■ **What the exercise asks**: List every line of the records below that contains the string "blue".

===== Material

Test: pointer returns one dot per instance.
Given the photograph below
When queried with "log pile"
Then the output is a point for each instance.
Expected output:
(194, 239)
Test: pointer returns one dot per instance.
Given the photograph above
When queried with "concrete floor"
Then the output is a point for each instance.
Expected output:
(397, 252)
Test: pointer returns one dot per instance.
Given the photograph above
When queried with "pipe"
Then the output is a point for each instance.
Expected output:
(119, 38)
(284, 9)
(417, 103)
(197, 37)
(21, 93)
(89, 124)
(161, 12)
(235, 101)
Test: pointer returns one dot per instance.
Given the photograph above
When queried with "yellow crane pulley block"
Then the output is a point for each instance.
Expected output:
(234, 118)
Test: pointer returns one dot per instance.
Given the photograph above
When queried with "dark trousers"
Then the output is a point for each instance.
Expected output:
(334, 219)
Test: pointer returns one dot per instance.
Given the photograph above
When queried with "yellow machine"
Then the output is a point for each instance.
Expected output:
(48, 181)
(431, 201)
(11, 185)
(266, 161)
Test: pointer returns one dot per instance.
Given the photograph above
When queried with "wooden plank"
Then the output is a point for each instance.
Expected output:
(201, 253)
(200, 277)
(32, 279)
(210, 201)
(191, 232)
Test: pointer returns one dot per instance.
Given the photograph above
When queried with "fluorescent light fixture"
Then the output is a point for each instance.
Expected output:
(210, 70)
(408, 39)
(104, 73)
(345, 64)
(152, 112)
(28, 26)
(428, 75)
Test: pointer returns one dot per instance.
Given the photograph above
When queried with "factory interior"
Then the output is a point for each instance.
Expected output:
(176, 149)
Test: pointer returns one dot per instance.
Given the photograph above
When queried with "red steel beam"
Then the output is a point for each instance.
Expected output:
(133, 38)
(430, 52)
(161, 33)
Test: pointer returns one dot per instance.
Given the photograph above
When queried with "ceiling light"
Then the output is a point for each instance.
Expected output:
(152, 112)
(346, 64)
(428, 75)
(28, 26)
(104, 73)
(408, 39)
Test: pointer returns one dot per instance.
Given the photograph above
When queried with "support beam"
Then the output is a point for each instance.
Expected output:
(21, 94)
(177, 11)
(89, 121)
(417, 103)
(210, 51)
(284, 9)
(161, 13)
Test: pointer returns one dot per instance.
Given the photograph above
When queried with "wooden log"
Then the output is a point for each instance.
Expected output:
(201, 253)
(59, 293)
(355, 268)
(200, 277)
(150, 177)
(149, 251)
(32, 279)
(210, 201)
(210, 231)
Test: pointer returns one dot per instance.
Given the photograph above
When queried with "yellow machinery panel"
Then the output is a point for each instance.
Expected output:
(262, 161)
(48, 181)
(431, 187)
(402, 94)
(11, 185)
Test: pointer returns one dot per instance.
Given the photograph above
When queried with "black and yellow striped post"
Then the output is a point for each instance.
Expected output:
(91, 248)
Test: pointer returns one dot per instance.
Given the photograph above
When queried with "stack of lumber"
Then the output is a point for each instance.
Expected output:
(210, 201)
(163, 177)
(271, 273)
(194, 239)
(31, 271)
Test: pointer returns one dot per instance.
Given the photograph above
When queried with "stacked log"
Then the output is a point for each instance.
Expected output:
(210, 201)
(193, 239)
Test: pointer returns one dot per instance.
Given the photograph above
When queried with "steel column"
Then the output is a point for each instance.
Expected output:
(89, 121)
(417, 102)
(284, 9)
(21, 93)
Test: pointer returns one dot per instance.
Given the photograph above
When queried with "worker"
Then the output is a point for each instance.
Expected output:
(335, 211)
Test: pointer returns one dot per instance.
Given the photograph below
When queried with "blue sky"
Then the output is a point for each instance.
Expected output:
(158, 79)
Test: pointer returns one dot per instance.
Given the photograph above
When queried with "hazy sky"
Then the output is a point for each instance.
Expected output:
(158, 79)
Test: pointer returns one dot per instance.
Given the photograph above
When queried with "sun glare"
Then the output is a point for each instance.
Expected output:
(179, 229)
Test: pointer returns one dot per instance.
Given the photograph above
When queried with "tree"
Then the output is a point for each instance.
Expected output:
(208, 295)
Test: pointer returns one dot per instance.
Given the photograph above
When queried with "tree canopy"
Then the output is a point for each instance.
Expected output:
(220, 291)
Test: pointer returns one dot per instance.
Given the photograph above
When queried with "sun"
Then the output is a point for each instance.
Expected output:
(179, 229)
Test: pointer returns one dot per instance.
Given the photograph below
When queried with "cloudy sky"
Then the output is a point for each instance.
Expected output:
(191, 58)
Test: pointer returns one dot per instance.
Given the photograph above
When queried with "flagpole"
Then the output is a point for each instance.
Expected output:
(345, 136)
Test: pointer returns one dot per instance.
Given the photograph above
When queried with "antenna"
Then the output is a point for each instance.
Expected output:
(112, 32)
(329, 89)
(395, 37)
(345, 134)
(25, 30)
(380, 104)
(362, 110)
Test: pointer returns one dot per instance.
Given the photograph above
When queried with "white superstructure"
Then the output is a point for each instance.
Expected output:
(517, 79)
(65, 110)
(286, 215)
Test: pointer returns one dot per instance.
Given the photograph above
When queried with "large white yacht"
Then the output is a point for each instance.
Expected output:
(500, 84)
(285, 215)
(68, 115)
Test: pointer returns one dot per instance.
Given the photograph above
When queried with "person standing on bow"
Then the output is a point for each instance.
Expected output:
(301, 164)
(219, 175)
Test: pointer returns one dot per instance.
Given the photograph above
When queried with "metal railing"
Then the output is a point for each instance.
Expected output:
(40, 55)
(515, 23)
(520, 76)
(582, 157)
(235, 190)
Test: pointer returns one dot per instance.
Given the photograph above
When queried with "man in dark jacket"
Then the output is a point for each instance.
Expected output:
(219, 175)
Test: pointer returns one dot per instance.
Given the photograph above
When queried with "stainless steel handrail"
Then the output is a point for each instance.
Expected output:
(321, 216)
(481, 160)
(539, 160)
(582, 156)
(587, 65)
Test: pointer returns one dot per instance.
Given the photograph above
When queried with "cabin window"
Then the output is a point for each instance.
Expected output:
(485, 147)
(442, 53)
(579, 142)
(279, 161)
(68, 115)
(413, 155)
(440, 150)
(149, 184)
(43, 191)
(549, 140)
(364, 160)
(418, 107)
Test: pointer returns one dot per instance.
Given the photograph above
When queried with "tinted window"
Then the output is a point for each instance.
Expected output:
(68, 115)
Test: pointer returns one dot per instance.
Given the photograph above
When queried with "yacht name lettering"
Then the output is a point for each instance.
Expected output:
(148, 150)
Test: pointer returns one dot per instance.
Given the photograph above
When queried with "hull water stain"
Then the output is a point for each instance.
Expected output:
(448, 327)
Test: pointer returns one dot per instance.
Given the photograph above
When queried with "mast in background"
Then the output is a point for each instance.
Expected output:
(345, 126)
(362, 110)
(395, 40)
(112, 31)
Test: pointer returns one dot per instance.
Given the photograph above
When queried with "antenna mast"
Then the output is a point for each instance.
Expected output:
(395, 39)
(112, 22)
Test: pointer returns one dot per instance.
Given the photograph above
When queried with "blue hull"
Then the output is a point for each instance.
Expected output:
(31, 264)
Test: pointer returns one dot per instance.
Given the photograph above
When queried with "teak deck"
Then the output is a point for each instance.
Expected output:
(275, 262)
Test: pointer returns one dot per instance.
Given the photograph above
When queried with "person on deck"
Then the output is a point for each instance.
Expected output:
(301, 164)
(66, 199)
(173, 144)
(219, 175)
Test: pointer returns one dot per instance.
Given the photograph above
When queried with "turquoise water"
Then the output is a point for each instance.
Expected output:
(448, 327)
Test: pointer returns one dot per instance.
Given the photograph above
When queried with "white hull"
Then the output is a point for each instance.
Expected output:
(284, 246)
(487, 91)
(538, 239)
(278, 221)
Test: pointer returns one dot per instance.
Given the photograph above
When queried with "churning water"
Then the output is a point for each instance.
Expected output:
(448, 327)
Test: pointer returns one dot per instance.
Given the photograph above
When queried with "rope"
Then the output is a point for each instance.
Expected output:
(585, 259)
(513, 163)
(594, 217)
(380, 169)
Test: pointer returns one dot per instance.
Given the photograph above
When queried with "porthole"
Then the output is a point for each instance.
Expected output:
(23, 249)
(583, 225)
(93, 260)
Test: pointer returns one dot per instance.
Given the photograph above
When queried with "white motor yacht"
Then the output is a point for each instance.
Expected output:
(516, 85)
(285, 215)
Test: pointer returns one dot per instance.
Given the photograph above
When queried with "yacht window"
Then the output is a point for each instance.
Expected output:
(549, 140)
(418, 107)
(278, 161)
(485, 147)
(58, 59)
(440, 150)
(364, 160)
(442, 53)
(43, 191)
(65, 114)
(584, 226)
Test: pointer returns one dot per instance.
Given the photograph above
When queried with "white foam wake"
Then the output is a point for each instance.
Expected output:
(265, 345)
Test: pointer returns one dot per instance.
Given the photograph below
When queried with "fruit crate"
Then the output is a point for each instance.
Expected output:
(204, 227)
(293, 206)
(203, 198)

==========

■ **Result for this task**:
When queried with "blue sky"
When queried with "blue hull"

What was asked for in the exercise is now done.